= SOURCE TEXT =
╔══

Efficiently Training Time-to-First-Spike Spiking Neural Networks from Scratch

Abstract

Spiking Neural Networks (SNNs), with their event-driven and biologically inspired mechanisms, are well-suited for energy-efficient neuromorphic hardware. Neural coding, which is critical to SNNs, determines how information is represented via spikes. While Time-to-First-Spike (TTFS) coding uses a single spike per neuron to offer extreme sparsity and energy efficiency, it often suffers from unstable training and low accuracy due to its sparse firing. To address these challenges, we propose a training framework that incorporates parameter initialization, training normalization, a temporal output decoder, and a re-evaluation of the pooling layer. The proposed parameter initialization and training normalization mitigate signal diminishing and gradient vanishing, which helps stabilize training. Our output decoder aggregates temporal spikes to encourage earlier firing, thereby reducing latency. The re-evaluation of the pooling layer demonstrates that max-pooling violates single-spike constraints, which should be avoided, whereas average-pooling preserves them. Experiments show that our framework stabilizes and accelerates training, reduces latency, and achieves state-of-the-art accuracy for step-by-step TTFS SNNs on MNIST (99.48%), Fashion-MNIST (92.90%), CIFAR10 (90.56%), CIFAR100 (70.27%) and DVS Gesture (95.83%).

╚══

Records in a dataset
╔══

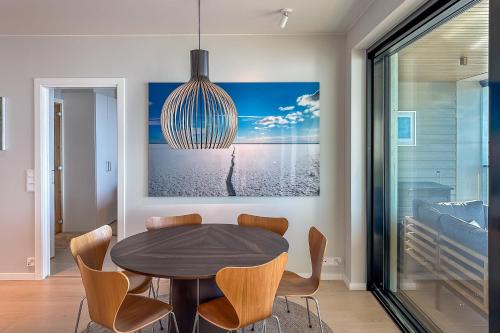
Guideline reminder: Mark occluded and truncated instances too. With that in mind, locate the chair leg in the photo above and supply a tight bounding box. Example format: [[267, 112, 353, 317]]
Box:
[[272, 315, 281, 333], [192, 312, 200, 333], [304, 297, 312, 328], [75, 297, 87, 333], [309, 296, 323, 333], [170, 311, 181, 333], [285, 296, 290, 313]]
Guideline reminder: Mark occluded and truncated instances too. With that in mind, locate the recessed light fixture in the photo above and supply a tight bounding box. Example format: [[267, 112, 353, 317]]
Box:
[[280, 8, 293, 29]]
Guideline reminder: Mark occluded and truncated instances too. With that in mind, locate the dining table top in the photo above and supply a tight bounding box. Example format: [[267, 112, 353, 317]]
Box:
[[111, 224, 289, 279]]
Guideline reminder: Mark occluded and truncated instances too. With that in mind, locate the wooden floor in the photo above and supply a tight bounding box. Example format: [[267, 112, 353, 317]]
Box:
[[17, 234, 399, 333], [0, 277, 399, 333]]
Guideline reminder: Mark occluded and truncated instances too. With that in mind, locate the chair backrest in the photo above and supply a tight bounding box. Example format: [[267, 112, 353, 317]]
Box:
[[146, 214, 202, 230], [309, 227, 328, 288], [69, 225, 113, 271], [77, 256, 129, 332], [215, 253, 288, 328], [238, 214, 288, 236]]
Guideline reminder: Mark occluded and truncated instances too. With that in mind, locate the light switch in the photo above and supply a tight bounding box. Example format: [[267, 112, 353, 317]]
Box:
[[26, 169, 35, 192]]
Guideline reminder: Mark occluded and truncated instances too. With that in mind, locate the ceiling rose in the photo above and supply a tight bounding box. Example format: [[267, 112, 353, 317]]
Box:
[[161, 0, 238, 149]]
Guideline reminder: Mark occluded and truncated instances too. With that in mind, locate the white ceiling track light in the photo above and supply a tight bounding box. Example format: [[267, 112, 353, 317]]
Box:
[[280, 8, 293, 29], [161, 0, 238, 149]]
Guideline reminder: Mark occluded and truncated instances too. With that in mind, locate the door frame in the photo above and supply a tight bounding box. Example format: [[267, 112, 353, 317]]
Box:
[[51, 98, 64, 235], [366, 0, 500, 333], [34, 78, 126, 279]]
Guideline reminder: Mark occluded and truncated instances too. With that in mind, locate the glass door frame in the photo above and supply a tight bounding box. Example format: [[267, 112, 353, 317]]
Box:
[[366, 0, 500, 333]]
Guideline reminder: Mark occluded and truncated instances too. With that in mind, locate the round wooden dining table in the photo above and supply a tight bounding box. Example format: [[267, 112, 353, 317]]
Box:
[[111, 224, 288, 333]]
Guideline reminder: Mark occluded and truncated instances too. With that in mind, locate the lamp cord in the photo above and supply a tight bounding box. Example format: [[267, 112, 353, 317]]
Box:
[[198, 0, 201, 50]]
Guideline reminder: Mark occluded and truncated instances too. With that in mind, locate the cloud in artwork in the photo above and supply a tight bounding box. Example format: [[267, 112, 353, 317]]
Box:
[[297, 90, 319, 117], [278, 105, 295, 112], [257, 116, 289, 128], [285, 111, 304, 123]]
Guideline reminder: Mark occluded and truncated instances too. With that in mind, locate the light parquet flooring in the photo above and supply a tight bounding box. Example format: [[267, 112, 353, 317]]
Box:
[[0, 277, 399, 333]]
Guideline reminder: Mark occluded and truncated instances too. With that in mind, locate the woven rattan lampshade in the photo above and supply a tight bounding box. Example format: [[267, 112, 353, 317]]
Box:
[[161, 49, 238, 149], [161, 0, 238, 149]]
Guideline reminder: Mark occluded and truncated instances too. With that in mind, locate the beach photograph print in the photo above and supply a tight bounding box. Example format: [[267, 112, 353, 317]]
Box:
[[148, 82, 320, 197]]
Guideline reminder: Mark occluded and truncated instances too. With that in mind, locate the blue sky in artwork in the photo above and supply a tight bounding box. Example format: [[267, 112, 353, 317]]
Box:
[[149, 82, 320, 143], [398, 116, 411, 139]]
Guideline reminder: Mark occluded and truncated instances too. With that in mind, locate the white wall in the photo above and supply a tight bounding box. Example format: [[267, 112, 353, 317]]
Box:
[[455, 80, 483, 201], [62, 89, 97, 232], [0, 36, 346, 273]]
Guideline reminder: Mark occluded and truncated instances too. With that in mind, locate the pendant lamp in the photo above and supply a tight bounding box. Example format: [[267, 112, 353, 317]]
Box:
[[161, 0, 238, 149]]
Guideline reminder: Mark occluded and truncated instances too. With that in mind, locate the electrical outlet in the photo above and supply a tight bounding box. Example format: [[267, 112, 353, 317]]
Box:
[[26, 257, 35, 267], [323, 257, 342, 266]]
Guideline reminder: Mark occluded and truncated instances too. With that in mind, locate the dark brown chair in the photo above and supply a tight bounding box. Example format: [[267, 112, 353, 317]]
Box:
[[69, 225, 152, 333], [238, 214, 288, 236], [277, 227, 328, 333]]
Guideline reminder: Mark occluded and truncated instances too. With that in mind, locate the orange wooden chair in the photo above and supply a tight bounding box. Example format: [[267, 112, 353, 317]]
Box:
[[146, 214, 202, 231], [238, 214, 288, 236], [77, 256, 179, 333], [69, 225, 154, 333], [193, 253, 288, 333], [277, 227, 328, 333]]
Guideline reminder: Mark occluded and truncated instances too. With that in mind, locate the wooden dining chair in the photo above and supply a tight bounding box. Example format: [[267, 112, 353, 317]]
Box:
[[77, 256, 179, 333], [277, 227, 328, 333], [146, 213, 202, 296], [193, 253, 288, 333], [146, 214, 202, 231], [238, 214, 288, 236], [69, 225, 154, 333]]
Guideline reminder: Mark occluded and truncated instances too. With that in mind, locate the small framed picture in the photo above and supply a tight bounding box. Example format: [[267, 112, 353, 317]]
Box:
[[0, 97, 5, 150], [398, 111, 417, 146]]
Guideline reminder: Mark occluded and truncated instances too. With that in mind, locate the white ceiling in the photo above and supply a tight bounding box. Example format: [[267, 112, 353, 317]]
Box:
[[0, 0, 373, 35]]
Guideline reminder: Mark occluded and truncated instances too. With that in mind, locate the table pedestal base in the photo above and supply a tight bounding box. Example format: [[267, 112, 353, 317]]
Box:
[[170, 278, 225, 333]]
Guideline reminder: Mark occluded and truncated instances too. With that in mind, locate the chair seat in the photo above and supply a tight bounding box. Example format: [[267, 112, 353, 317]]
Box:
[[276, 271, 318, 296], [123, 271, 151, 294], [115, 294, 172, 333], [198, 297, 240, 330]]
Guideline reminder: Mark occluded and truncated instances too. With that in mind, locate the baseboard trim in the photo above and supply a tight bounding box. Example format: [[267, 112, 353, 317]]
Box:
[[0, 273, 36, 281], [298, 273, 344, 281], [342, 275, 366, 291]]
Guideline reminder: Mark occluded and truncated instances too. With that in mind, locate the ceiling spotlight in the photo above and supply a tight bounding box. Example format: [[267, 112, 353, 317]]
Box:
[[280, 8, 293, 29]]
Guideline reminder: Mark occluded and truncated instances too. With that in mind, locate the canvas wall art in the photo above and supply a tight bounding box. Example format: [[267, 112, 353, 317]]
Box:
[[148, 82, 320, 197]]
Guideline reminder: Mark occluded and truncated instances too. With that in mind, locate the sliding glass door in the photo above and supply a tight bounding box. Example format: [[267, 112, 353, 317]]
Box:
[[367, 0, 496, 333]]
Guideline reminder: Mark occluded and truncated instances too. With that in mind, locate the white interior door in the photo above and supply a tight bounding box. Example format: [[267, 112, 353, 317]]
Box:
[[95, 93, 118, 227]]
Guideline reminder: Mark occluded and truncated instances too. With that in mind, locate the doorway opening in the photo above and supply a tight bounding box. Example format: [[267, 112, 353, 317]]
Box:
[[49, 88, 117, 276], [35, 78, 125, 279]]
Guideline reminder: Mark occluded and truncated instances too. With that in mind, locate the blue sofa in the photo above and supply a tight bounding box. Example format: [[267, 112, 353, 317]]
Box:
[[413, 199, 488, 256], [402, 199, 488, 314]]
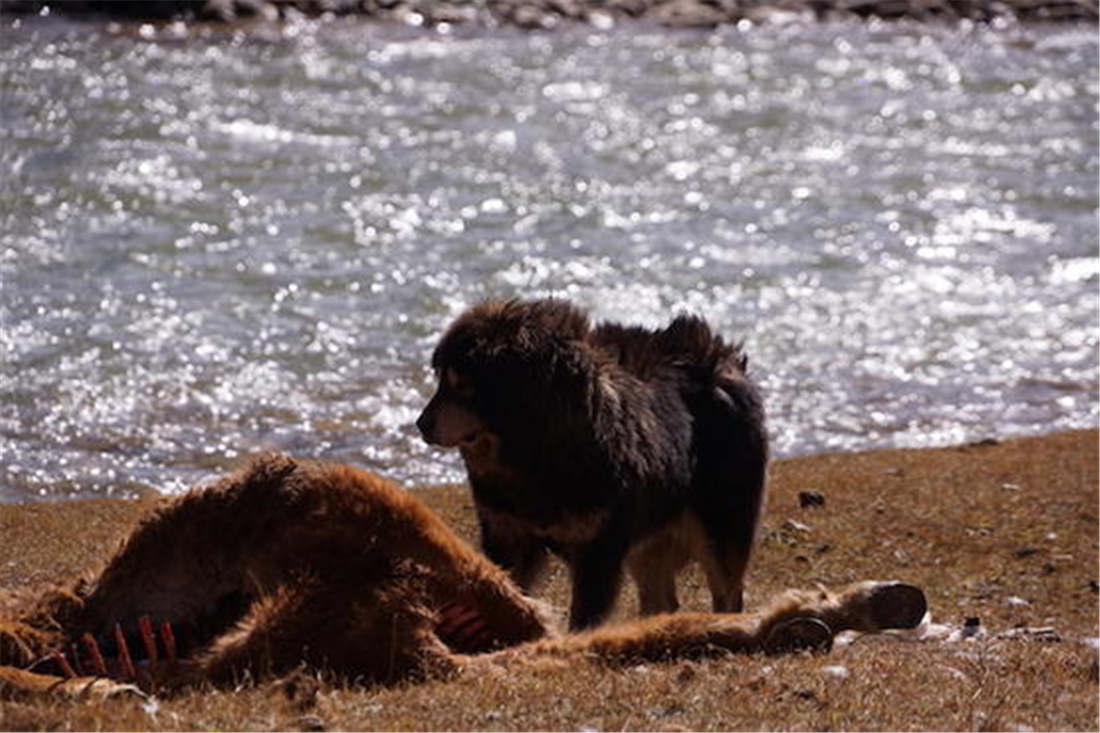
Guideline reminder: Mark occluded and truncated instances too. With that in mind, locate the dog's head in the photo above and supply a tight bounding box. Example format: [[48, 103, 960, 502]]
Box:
[[417, 299, 590, 450]]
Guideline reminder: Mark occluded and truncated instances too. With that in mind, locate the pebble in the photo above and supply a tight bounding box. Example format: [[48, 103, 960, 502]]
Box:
[[799, 491, 825, 508]]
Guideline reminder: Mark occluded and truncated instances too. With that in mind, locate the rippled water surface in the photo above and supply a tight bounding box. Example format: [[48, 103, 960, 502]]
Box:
[[0, 18, 1098, 501]]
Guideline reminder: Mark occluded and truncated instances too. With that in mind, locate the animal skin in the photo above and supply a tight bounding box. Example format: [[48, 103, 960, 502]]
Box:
[[417, 299, 768, 630], [0, 455, 926, 694]]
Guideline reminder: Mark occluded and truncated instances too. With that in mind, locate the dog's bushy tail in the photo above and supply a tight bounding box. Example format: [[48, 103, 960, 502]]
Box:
[[657, 316, 768, 558]]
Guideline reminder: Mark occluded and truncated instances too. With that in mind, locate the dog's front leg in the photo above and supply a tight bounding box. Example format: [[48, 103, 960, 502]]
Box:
[[569, 532, 627, 631]]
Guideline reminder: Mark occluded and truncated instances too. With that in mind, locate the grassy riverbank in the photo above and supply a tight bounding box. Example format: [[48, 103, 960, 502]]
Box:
[[0, 430, 1100, 731]]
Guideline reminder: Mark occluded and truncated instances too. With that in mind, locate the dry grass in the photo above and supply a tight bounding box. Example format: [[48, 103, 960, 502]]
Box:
[[0, 430, 1100, 731]]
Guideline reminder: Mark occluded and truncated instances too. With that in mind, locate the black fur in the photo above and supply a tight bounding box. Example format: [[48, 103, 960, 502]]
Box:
[[418, 300, 768, 628]]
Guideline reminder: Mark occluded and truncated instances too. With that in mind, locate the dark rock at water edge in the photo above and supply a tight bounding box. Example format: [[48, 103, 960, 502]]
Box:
[[0, 0, 1100, 30]]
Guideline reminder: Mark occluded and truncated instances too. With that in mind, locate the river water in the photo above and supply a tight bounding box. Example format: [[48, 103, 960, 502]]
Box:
[[0, 17, 1100, 501]]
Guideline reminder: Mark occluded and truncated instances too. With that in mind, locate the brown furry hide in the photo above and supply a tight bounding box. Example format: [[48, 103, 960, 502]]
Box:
[[417, 300, 768, 628], [0, 456, 925, 690]]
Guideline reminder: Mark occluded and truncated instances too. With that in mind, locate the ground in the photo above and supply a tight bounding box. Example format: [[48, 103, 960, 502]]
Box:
[[0, 430, 1100, 731]]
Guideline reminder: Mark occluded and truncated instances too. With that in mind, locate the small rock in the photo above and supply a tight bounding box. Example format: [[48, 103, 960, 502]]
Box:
[[782, 512, 810, 533], [298, 714, 326, 732], [948, 616, 986, 641], [799, 491, 825, 508]]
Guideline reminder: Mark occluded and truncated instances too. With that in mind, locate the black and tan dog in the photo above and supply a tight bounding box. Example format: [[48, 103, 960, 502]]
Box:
[[0, 456, 926, 697], [417, 299, 768, 630]]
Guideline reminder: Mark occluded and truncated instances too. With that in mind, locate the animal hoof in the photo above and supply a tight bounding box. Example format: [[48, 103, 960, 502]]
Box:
[[763, 616, 833, 654], [867, 583, 928, 628]]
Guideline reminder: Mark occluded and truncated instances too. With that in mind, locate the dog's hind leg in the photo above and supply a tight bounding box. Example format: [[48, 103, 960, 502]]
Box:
[[701, 540, 749, 613], [627, 529, 686, 616]]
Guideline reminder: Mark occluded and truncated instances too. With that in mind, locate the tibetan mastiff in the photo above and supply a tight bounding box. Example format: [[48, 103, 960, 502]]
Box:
[[417, 299, 768, 630]]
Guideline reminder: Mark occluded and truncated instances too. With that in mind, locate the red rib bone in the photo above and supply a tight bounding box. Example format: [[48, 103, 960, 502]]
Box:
[[80, 634, 108, 677], [161, 621, 176, 664], [50, 649, 76, 679], [138, 616, 156, 671], [114, 624, 138, 680]]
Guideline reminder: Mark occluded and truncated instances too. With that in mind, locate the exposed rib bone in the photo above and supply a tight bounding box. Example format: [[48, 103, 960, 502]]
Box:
[[138, 616, 157, 671], [161, 621, 176, 664], [80, 634, 109, 677], [114, 624, 138, 680]]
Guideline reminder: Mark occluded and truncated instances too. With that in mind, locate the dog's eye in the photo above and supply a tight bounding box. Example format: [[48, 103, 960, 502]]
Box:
[[446, 369, 474, 397]]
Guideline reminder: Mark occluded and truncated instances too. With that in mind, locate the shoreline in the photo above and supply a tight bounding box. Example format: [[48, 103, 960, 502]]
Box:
[[0, 428, 1100, 590], [0, 428, 1100, 731], [0, 0, 1100, 31]]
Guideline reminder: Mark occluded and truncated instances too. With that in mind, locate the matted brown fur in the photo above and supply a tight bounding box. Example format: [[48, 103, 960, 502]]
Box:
[[0, 456, 924, 683]]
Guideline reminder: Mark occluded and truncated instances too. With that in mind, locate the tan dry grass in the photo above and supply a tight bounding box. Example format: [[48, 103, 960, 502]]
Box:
[[0, 430, 1100, 730]]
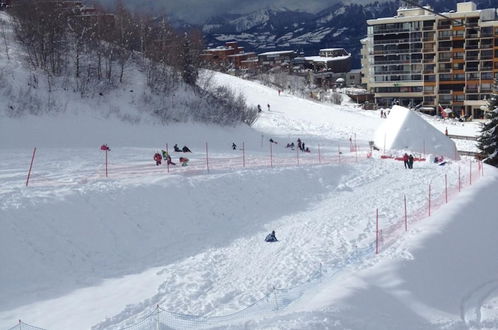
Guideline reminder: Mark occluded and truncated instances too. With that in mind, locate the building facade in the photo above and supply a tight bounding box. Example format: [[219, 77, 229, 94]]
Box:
[[362, 2, 498, 118]]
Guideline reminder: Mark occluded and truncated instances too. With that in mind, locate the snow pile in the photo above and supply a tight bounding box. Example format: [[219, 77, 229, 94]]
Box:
[[374, 105, 460, 160]]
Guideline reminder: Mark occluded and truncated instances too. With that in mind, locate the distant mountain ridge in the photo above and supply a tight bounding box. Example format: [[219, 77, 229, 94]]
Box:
[[201, 0, 496, 68]]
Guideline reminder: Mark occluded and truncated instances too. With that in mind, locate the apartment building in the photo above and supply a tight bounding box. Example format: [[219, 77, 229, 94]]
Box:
[[362, 2, 498, 118]]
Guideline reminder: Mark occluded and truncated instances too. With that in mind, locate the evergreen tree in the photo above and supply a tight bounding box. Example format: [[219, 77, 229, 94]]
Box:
[[477, 79, 498, 167]]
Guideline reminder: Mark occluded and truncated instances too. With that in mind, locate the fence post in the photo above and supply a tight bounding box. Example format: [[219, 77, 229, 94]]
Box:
[[242, 142, 246, 167], [270, 142, 273, 167], [296, 148, 299, 166], [375, 209, 379, 254], [26, 147, 36, 187], [403, 195, 408, 231], [156, 304, 160, 330], [273, 287, 278, 311], [444, 174, 448, 204], [206, 142, 209, 173], [469, 160, 472, 185], [166, 143, 171, 173], [429, 183, 431, 216]]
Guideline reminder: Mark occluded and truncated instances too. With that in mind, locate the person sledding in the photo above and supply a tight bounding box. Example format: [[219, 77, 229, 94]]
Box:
[[180, 157, 189, 166], [265, 230, 278, 243], [154, 152, 163, 166], [161, 150, 176, 165]]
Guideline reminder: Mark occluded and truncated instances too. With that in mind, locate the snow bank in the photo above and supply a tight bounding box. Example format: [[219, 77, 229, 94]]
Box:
[[374, 106, 460, 160]]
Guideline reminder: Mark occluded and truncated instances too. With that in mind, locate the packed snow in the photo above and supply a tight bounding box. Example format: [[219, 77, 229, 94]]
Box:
[[0, 10, 498, 330]]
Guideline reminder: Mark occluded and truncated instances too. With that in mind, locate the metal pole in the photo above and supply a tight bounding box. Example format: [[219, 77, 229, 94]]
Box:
[[26, 147, 36, 187], [270, 142, 273, 167], [296, 148, 299, 166], [375, 209, 379, 254], [403, 195, 408, 231], [469, 160, 472, 185], [105, 149, 109, 178], [166, 143, 171, 173], [444, 174, 448, 204], [206, 142, 209, 173], [242, 142, 246, 167], [429, 183, 431, 216]]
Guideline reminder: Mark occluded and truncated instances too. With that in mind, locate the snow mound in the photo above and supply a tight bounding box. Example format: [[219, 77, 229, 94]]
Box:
[[374, 105, 460, 160]]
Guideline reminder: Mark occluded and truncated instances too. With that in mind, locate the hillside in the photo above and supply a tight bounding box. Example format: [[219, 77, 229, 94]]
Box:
[[0, 9, 498, 330]]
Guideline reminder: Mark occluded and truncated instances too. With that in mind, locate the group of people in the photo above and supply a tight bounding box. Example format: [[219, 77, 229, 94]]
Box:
[[258, 104, 270, 112], [173, 144, 192, 152], [403, 152, 414, 169], [153, 144, 192, 166]]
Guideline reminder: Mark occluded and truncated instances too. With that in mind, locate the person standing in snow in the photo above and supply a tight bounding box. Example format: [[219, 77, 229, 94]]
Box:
[[154, 152, 163, 166], [265, 230, 278, 242], [403, 152, 409, 168]]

╚══

= WHAT YOU HAVE TO DO =
Answer these questions using the abstract on training time-to-first-spike spiking neural networks above.
(a) What two problems are the proposed parameter initialization and training normalization said to mitigate?
(b) Which type of pooling does the abstract say preserves single-spike constraints?
(c) What accuracy is reported on CIFAR10?

= EXERCISE SOLUTION =
(a) Signal diminishing and gradient vanishing.
(b) Average-pooling.
(c) 90.56%.